◆ REQUIRED WORK:
Rewrite all the entries below as a JSON array of strings, with one string per line and blank lines omitted.
[BEGIN RECORDS SUPPLIED]
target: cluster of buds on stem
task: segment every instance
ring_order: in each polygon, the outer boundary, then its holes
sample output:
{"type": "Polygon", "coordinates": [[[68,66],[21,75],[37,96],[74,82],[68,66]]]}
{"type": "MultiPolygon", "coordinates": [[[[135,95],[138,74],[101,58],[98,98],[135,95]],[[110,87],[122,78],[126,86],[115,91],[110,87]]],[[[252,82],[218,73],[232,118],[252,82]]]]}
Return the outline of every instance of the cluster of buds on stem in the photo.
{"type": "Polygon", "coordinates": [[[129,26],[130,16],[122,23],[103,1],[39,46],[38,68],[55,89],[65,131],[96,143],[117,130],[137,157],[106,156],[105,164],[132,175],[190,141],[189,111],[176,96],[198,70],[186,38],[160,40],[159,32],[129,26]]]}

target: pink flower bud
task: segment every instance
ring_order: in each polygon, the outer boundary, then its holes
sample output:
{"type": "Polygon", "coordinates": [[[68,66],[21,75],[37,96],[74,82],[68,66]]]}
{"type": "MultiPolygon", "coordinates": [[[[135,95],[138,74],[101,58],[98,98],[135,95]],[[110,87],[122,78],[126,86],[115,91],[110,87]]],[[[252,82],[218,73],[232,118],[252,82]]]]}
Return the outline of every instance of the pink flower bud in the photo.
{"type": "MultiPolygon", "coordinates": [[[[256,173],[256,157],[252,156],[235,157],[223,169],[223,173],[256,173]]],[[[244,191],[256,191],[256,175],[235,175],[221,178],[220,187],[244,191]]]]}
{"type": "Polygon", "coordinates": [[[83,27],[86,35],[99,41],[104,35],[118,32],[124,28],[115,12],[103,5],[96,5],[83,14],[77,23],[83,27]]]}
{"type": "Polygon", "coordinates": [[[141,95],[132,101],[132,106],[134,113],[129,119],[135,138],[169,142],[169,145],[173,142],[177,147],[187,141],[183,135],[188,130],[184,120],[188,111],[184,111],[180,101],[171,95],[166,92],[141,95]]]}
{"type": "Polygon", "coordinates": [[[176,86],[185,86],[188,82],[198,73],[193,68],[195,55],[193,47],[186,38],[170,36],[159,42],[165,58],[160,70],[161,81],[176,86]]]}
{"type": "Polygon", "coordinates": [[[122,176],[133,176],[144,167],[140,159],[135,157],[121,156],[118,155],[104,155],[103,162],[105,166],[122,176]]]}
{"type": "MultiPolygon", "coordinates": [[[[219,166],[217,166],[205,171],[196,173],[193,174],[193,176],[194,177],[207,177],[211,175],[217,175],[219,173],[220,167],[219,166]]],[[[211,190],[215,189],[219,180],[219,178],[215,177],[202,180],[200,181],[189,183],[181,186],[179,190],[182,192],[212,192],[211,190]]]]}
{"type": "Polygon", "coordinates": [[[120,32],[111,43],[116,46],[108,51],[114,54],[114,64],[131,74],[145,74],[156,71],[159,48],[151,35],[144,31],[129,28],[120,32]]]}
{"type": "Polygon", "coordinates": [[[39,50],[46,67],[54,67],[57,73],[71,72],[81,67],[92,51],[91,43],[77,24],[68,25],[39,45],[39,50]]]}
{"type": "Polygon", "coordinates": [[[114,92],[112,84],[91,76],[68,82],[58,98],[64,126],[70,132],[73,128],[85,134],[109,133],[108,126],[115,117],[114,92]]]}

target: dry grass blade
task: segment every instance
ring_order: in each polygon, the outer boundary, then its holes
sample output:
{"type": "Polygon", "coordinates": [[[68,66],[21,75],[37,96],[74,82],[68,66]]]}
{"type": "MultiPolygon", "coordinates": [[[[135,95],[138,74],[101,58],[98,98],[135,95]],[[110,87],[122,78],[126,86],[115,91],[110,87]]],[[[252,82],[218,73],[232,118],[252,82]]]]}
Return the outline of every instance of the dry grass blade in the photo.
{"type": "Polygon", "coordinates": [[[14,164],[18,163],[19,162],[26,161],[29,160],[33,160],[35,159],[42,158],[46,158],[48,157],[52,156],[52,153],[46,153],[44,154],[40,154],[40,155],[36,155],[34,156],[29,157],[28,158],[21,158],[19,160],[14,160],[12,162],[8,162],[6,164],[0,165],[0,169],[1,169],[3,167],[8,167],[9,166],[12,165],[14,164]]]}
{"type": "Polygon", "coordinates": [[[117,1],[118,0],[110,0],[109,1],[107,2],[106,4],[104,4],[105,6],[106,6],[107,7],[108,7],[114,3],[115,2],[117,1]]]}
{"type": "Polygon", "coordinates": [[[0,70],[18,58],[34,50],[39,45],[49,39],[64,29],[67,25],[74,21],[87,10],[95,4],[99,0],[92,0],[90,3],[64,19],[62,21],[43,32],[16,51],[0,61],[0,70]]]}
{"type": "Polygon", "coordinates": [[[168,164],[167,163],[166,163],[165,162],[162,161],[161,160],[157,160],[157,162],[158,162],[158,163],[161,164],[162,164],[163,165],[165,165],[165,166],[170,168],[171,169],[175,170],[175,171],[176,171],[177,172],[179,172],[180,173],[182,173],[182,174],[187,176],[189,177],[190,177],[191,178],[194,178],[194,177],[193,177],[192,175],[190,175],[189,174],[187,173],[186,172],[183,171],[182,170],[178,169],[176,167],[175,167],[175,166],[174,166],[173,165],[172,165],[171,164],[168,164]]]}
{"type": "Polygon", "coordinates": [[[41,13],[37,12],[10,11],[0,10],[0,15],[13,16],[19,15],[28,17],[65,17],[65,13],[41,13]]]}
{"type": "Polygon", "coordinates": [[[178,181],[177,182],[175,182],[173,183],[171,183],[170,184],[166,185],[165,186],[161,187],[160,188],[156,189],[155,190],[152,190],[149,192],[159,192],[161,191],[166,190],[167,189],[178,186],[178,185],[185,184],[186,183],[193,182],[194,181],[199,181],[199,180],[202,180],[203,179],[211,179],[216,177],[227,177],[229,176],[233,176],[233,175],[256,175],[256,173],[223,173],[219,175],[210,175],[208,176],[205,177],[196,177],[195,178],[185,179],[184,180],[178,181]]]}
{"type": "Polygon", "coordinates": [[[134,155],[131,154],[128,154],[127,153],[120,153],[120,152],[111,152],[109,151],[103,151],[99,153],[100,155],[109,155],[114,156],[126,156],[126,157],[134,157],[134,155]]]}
[END RECORDS SUPPLIED]
◆ THE OUTPUT:
[
  "target: cluster of buds on stem",
  "task: segment every instance",
  "ring_order: in each polygon, the outer boundary, then its holes",
  "sample output:",
  "{\"type\": \"Polygon\", \"coordinates\": [[[68,66],[21,75],[37,96],[74,82],[68,66]]]}",
  "{\"type\": \"MultiPolygon\", \"coordinates\": [[[[135,95],[138,74],[101,58],[98,98],[135,95]],[[110,87],[122,78],[126,86],[115,91],[110,87]]],[[[252,82],[218,73],[232,118],[252,82]]]]}",
  "Return the outline of every instance of the cluster of buds on stem in the photo.",
  "{\"type\": \"Polygon\", \"coordinates\": [[[129,26],[130,16],[122,23],[103,1],[39,46],[38,68],[55,89],[65,131],[96,143],[117,130],[137,157],[106,156],[105,164],[132,175],[190,141],[189,111],[176,96],[198,70],[186,38],[160,40],[159,32],[129,26]]]}",
  "target: pink flower bud",
  "task: segment every instance",
  "ring_order: in each polygon, the outer boundary, then its holes",
  "sample output:",
  "{\"type\": \"Polygon\", \"coordinates\": [[[68,66],[21,75],[37,96],[74,82],[68,66]]]}",
  "{\"type\": \"MultiPolygon\", \"coordinates\": [[[[135,95],[138,74],[101,58],[98,98],[135,95]],[[110,87],[122,78],[126,86],[115,91],[110,87]]],[[[252,82],[218,73],[232,118],[252,82]]]]}",
  "Return the outline of every instance of the pink flower bud in the photo.",
  "{\"type\": \"MultiPolygon\", \"coordinates\": [[[[256,173],[256,157],[252,156],[235,157],[223,169],[223,173],[256,173]]],[[[244,191],[256,191],[256,175],[235,175],[221,178],[220,187],[244,191]]]]}",
  "{\"type\": \"Polygon\", \"coordinates\": [[[83,27],[86,35],[99,41],[104,35],[118,32],[124,28],[115,12],[103,5],[96,5],[83,14],[77,23],[83,27]]]}",
  "{\"type\": \"Polygon\", \"coordinates\": [[[141,95],[132,101],[132,106],[134,113],[129,119],[135,138],[169,142],[169,145],[173,142],[177,147],[187,141],[183,135],[188,130],[184,120],[188,111],[184,111],[180,101],[171,95],[166,92],[141,95]]]}",
  "{\"type\": \"Polygon\", \"coordinates\": [[[176,86],[185,86],[188,82],[198,73],[193,68],[195,55],[193,47],[186,38],[170,36],[159,42],[165,58],[160,70],[161,81],[176,86]]]}",
  "{\"type\": \"Polygon\", \"coordinates\": [[[122,176],[133,176],[144,167],[140,159],[135,157],[121,156],[118,155],[104,155],[103,162],[105,166],[122,176]]]}",
  "{\"type\": \"MultiPolygon\", \"coordinates\": [[[[219,166],[217,166],[205,171],[196,173],[193,174],[193,176],[194,177],[207,177],[211,175],[217,175],[219,173],[220,167],[219,166]]],[[[211,190],[215,189],[219,180],[219,178],[215,177],[202,180],[200,181],[189,183],[181,186],[179,190],[182,192],[212,192],[211,190]]]]}",
  "{\"type\": \"Polygon\", \"coordinates\": [[[120,32],[111,43],[116,46],[108,51],[114,54],[114,64],[131,74],[145,74],[156,71],[159,48],[151,35],[144,31],[129,28],[120,32]]]}",
  "{\"type\": \"Polygon\", \"coordinates\": [[[39,50],[46,67],[54,67],[57,73],[71,72],[81,67],[92,51],[91,43],[77,24],[68,25],[39,45],[39,50]]]}",
  "{\"type\": \"Polygon\", \"coordinates\": [[[114,92],[112,84],[91,76],[68,82],[58,98],[64,126],[70,132],[73,128],[85,134],[109,133],[108,126],[115,117],[114,92]]]}",
  "target: dry grass blade",
  "task: segment every instance",
  "ring_order: in each polygon, the outer boundary, then its holes",
  "sample output:",
  "{\"type\": \"Polygon\", \"coordinates\": [[[68,66],[21,75],[37,96],[74,82],[68,66]]]}",
  "{\"type\": \"MultiPolygon\", \"coordinates\": [[[[135,95],[138,74],[101,58],[98,98],[135,95]],[[110,87],[122,78],[126,86],[115,91],[110,87]]],[[[252,82],[218,73],[232,118],[252,82]]]]}",
  "Return the outline of every instance of the dry grass blade in the photo.",
  "{\"type\": \"Polygon\", \"coordinates\": [[[14,164],[18,163],[19,162],[26,161],[29,160],[33,160],[35,159],[42,158],[46,158],[48,157],[52,156],[52,153],[46,153],[44,154],[40,154],[40,155],[36,155],[34,156],[29,157],[28,158],[21,158],[19,160],[14,160],[12,162],[8,162],[6,164],[0,165],[0,169],[1,169],[3,167],[8,167],[9,166],[12,165],[14,164]]]}",
  "{\"type\": \"Polygon\", \"coordinates\": [[[117,1],[118,0],[110,0],[109,1],[107,2],[106,4],[104,4],[105,6],[106,6],[107,7],[108,7],[114,3],[115,2],[117,1]]]}",
  "{\"type\": \"Polygon\", \"coordinates\": [[[0,70],[18,58],[34,50],[39,45],[49,39],[64,29],[67,25],[74,21],[87,10],[95,4],[99,0],[92,0],[90,3],[64,19],[62,21],[43,32],[16,51],[0,61],[0,70]]]}",
  "{\"type\": \"Polygon\", \"coordinates\": [[[168,164],[167,163],[166,163],[165,162],[162,161],[161,160],[157,160],[157,162],[158,162],[158,163],[161,164],[162,164],[163,165],[165,165],[165,166],[170,168],[171,169],[175,170],[175,171],[176,171],[177,172],[179,172],[180,173],[182,173],[182,174],[187,176],[189,177],[190,177],[191,178],[194,178],[194,177],[193,177],[192,175],[190,175],[189,174],[187,173],[186,172],[183,171],[182,170],[178,169],[176,167],[175,167],[175,166],[174,166],[173,165],[172,165],[171,164],[168,164]]]}",
  "{\"type\": \"Polygon\", \"coordinates\": [[[41,13],[37,12],[10,11],[0,10],[0,15],[13,16],[19,15],[28,17],[65,17],[65,13],[41,13]]]}",
  "{\"type\": \"Polygon\", \"coordinates\": [[[178,181],[177,182],[175,182],[173,183],[171,183],[170,184],[166,185],[165,186],[161,187],[160,188],[156,189],[155,190],[152,190],[149,192],[159,192],[161,191],[166,190],[167,189],[178,186],[178,185],[185,184],[186,183],[193,182],[194,181],[199,181],[199,180],[202,180],[203,179],[211,179],[216,177],[227,177],[229,176],[233,176],[233,175],[256,175],[256,173],[223,173],[219,175],[210,175],[208,176],[205,177],[196,177],[195,178],[185,179],[184,180],[178,181]]]}",
  "{\"type\": \"Polygon\", \"coordinates\": [[[134,155],[131,154],[128,154],[127,153],[120,153],[120,152],[111,152],[109,151],[103,151],[99,153],[100,155],[109,155],[114,156],[126,156],[126,157],[134,157],[134,155]]]}"
]